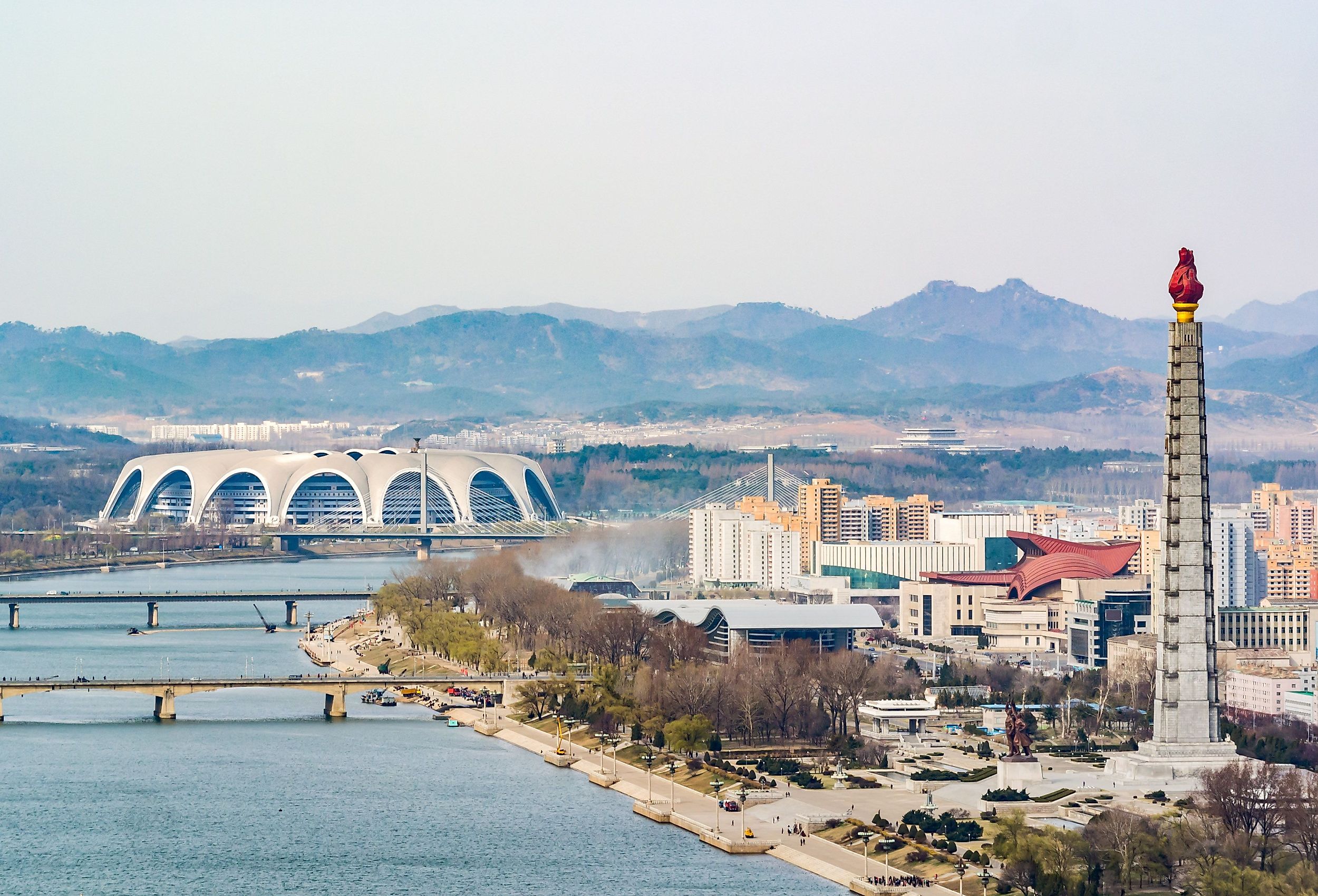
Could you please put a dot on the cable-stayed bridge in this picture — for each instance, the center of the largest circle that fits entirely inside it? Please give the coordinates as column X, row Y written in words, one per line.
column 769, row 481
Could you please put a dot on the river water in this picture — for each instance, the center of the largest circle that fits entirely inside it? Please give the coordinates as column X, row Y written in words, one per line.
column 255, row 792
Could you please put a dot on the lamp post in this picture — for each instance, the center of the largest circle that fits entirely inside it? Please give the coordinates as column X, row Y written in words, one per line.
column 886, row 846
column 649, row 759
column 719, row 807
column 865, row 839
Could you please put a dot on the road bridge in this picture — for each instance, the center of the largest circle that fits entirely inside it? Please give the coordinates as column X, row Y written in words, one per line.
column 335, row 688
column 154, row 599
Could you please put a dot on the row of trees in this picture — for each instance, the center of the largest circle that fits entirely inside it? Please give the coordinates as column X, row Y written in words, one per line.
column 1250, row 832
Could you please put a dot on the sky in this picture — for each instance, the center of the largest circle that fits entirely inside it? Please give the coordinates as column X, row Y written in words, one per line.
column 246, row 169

= = = = =

### Task description
Copy all of the entries above exactly as they appear, leaving out the pictures.

### Correct output
Could you please put a dot on the cable-stayed bridge in this picture — for each instance, the center of the largest circle that fits entirely inside it? Please give the coordinates as column X, row Y written in words, one per line.
column 769, row 481
Could you please put a dot on the river water in this picture — for each instance, the center of the largest circle that fits entirely inside it? Please give the coordinates as column X, row Y written in words, one per line.
column 255, row 792
Could you please put a dot on the lamp post in this picture — for each instance, the center of the largest circle that fits entirely inside it? Please give the coordinates as column X, row Y written in words, one per line.
column 886, row 846
column 649, row 759
column 719, row 807
column 865, row 839
Could you please put a dot on the road bridge in this picture — for each instance, the center of the largest circle that fits entirely inside it? Please give the coordinates as column X, row Y written in words, one per line.
column 335, row 688
column 154, row 599
Could you please put a dot on the row of trees in this picture — for each instance, the center of the largest circle that fits entirely inside it? Please give the coordinates as column X, row Y written in words, one per line.
column 1250, row 832
Could you please put a dot on the sky in this picture — for each instance, the center of the largest circle that fits entirely inside it? Please give the coordinates as column X, row Y written in words, one per line.
column 246, row 169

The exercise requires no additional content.